§ Task details
Can you recast the rows below as a JSON list of strings, with one string for each line and blank lines skipped? Leave the pictures out of it.

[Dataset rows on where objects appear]

======

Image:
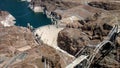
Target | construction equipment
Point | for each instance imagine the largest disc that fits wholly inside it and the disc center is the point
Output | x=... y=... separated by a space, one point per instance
x=101 y=50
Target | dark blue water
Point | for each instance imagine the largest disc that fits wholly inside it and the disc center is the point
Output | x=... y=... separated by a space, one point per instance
x=23 y=13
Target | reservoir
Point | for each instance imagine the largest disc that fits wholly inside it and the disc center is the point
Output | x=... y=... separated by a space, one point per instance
x=23 y=14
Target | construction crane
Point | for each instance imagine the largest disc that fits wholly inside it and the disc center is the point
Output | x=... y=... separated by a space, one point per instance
x=103 y=49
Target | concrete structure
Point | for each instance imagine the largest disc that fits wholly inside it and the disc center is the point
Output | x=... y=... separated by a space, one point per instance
x=48 y=34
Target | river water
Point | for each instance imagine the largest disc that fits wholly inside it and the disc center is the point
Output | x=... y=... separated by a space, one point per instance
x=23 y=13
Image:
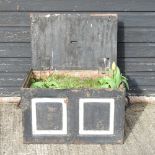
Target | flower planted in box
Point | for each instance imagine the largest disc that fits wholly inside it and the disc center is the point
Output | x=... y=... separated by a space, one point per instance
x=65 y=99
x=74 y=106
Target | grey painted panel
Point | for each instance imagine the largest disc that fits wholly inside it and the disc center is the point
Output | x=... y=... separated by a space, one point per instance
x=125 y=19
x=11 y=79
x=15 y=64
x=14 y=19
x=73 y=41
x=9 y=91
x=125 y=50
x=14 y=50
x=73 y=97
x=96 y=116
x=73 y=5
x=49 y=116
x=14 y=34
x=128 y=34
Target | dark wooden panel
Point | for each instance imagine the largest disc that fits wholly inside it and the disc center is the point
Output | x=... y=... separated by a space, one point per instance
x=73 y=41
x=136 y=34
x=22 y=34
x=11 y=79
x=136 y=19
x=142 y=91
x=9 y=91
x=80 y=5
x=141 y=79
x=11 y=50
x=15 y=64
x=141 y=50
x=16 y=34
x=125 y=19
x=137 y=64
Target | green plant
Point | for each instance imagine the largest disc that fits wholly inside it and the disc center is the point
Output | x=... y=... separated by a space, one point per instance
x=65 y=82
x=55 y=81
x=115 y=80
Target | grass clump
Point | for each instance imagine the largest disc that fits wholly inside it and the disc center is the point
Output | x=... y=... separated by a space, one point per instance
x=65 y=82
x=55 y=81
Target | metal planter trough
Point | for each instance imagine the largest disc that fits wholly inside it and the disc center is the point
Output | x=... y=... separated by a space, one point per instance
x=82 y=44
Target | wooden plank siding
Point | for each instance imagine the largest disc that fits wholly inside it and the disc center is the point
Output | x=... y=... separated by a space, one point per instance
x=136 y=39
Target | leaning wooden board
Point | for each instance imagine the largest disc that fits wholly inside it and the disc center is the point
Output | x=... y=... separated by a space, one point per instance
x=69 y=42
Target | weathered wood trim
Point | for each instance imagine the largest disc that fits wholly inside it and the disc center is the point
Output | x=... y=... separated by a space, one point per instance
x=73 y=5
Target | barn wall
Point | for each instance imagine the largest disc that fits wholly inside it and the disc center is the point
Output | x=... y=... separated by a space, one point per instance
x=136 y=39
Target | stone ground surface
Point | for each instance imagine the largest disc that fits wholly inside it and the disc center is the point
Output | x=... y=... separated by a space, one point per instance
x=139 y=135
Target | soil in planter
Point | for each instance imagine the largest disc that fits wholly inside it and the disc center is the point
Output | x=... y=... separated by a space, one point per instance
x=56 y=81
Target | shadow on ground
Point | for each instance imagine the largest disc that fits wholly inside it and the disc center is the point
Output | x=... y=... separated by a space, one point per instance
x=132 y=115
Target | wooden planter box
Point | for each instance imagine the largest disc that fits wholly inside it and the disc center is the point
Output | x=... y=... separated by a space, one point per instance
x=72 y=115
x=73 y=41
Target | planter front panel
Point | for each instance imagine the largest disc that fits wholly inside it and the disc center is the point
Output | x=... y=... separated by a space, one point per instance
x=73 y=116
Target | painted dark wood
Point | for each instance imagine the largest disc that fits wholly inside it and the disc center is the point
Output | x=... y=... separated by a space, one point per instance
x=73 y=5
x=136 y=50
x=73 y=41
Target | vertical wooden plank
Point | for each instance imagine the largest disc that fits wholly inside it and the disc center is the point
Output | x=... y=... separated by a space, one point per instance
x=73 y=41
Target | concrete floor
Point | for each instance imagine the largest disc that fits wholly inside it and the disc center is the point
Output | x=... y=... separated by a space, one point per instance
x=139 y=135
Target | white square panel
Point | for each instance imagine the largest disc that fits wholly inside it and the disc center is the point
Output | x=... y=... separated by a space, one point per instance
x=83 y=101
x=34 y=102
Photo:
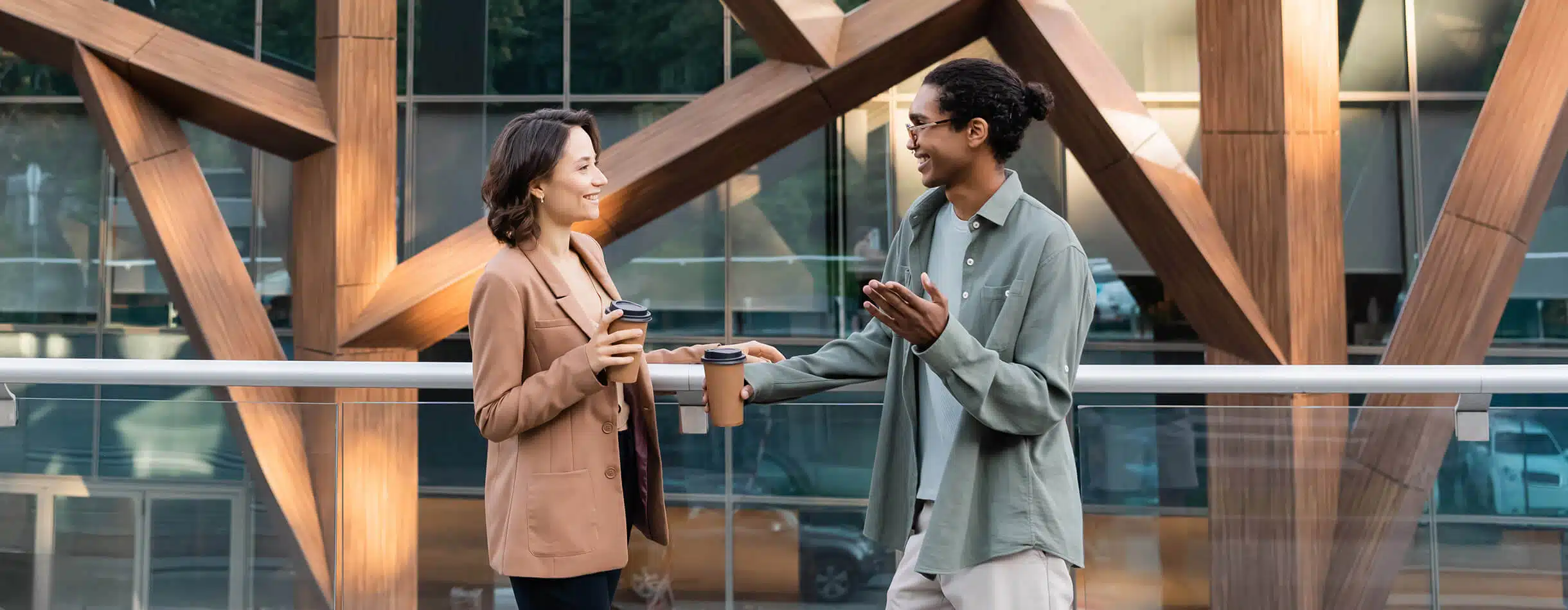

======

§ Final result
[
  "Image:",
  "Target | construction equipment",
  "Point | for each instance imagine the largest disc that fits wholly inside it and the disc center is the point",
  "Output | x=... y=... separated by a space, one point per instance",
  "x=101 y=50",
  "Target | dark blue water",
  "Point | for each instance imagine the largest disc that fits wholly inside it and the disc center is the point",
  "Output | x=... y=... separated by a space, one point per instance",
  "x=23 y=13",
  "Target | reservoir",
  "Point | for each instance imagine the largest disc that fits wholly inside it and the disc center is the point",
  "Output | x=... y=... separated by a space, one point per instance",
  "x=23 y=14",
  "Target | construction crane",
  "Point | for each instance imagine the largest disc that fits wholly inside it and the disc center is the point",
  "Output | x=... y=... separated by a space, one point per instance",
  "x=103 y=49",
  "Target | concrete structure",
  "Point | for each instance imagine the largest disc that fits wholly inside it and the disc center is the point",
  "Output | x=... y=... separated by a space, one point per instance",
  "x=48 y=34",
  "Target | river water",
  "Point | for each instance imagine the largest disc that fits wholly inside it and the disc center is the point",
  "Output | x=... y=... separated by a space, one point per instance",
  "x=23 y=13",
  "Image:",
  "Target | flower planted in box",
  "Point | for each instance imagine the largest disc that fits wholly inside it and the disc center is the point",
  "Output | x=... y=... separated by a space, one point per instance",
  "x=65 y=99",
  "x=74 y=106",
  "Target | grey painted panel",
  "Point | for each instance imagine the largest disc that fits wholly inside it and the disc center is the point",
  "Output | x=... y=... separated by a space, one point per instance",
  "x=125 y=19",
  "x=11 y=79",
  "x=15 y=64",
  "x=14 y=19",
  "x=73 y=41",
  "x=9 y=91",
  "x=125 y=50",
  "x=14 y=50",
  "x=73 y=97",
  "x=96 y=116",
  "x=73 y=5",
  "x=49 y=116",
  "x=14 y=34",
  "x=128 y=34",
  "Target | dark wooden panel",
  "Point | for each instance imagine the largest disc that fits wholly inside it and the disc center is the point",
  "Output | x=... y=... separated by a space, one point per instance",
  "x=73 y=41",
  "x=136 y=34",
  "x=22 y=34",
  "x=11 y=79",
  "x=136 y=19",
  "x=142 y=91",
  "x=9 y=91",
  "x=80 y=5",
  "x=141 y=79",
  "x=11 y=50",
  "x=15 y=64",
  "x=141 y=50",
  "x=16 y=34",
  "x=125 y=19",
  "x=137 y=64",
  "Target | green plant",
  "Point | for each instance imagine the largest disc that fits wholly inside it and the disc center is the point",
  "Output | x=... y=... separated by a space, one point per instance",
  "x=65 y=82",
  "x=55 y=81",
  "x=115 y=80",
  "Target | grass clump",
  "Point | for each instance imagine the largest disc that fits wholly inside it and the disc center is the point",
  "Output | x=... y=... separated by a space, one point per instance",
  "x=65 y=82",
  "x=55 y=81",
  "Target | metal planter trough",
  "Point | for each instance imagine the largest disc that fits wholly inside it and the disc center is the point",
  "Output | x=... y=... separated by a space, one point per instance",
  "x=82 y=44",
  "Target | wooden plank siding",
  "Point | for each instance imagine the largest disc that fits wholly inside it and the disc center is the point",
  "Output | x=... y=... separated by a space, one point per instance",
  "x=136 y=39",
  "Target | leaning wooden board",
  "Point | for each instance imagine the largest disc that fits wholly inside it and the disc center is the point",
  "Output | x=... y=... separated by a space, one point per instance",
  "x=69 y=42",
  "Target | weathered wood trim",
  "Point | for each instance imagine the largest disc that fits wholly inside it and the disc center is the point",
  "Output | x=... y=... separated by a space, one point per instance",
  "x=73 y=5",
  "Target | barn wall",
  "Point | for each instance imagine the largest disc that fits wholly inside it and the disc center is the point",
  "Output | x=... y=... separated by a space, one point per instance",
  "x=136 y=39",
  "Target | stone ground surface",
  "Point | for each instance imagine the largest disc that fits wholly inside it and the disc center is the point",
  "Output | x=... y=... separated by a space, one point per instance",
  "x=139 y=135",
  "Target | soil in planter",
  "Point | for each instance imagine the largest disc that fits wholly inside it and the disc center is the point",
  "Output | x=... y=... separated by a space, one point per instance",
  "x=56 y=81",
  "Target | shadow on ground",
  "Point | for each instance imagine the largest disc that fits wholly inside it and the disc center is the point",
  "Output | x=... y=... separated by a space, one point per instance",
  "x=132 y=115",
  "Target | wooden planter box",
  "Point | for each instance imagine the largest disc that fits wholly inside it and the disc center is the point",
  "Output | x=... y=... separated by a space, one point per instance",
  "x=72 y=115",
  "x=73 y=41",
  "Target | planter front panel",
  "Point | for each instance imagine the largest disc that fits wholly inside it and the disc center is the point",
  "Output | x=... y=... separated by a space, one point per instance",
  "x=73 y=116",
  "Target | painted dark wood",
  "Point | for each instance imagine the largest disc that fits wholly inside it and the disc center is the point",
  "Output | x=... y=... separated by a space, one point per instance",
  "x=73 y=5",
  "x=136 y=50",
  "x=73 y=41",
  "Target | vertical wooden plank",
  "Point | for each instance imagine the largest disc that fits wholly inside it and the disc center is the point",
  "Output | x=... y=... separated by a space, one point per instance",
  "x=73 y=41",
  "Target | concrete floor",
  "Point | for each instance imagine the largest disc that fits wholly inside it and the disc center is the point",
  "Output | x=... y=... separated by a space, one point per instance",
  "x=139 y=135",
  "Target | white square panel",
  "Point | for each instance imagine the largest disc that fits wholly inside it and the disc center is the point",
  "Output | x=... y=... separated by a space, one point per instance",
  "x=83 y=101",
  "x=34 y=102",
  "Photo:"
]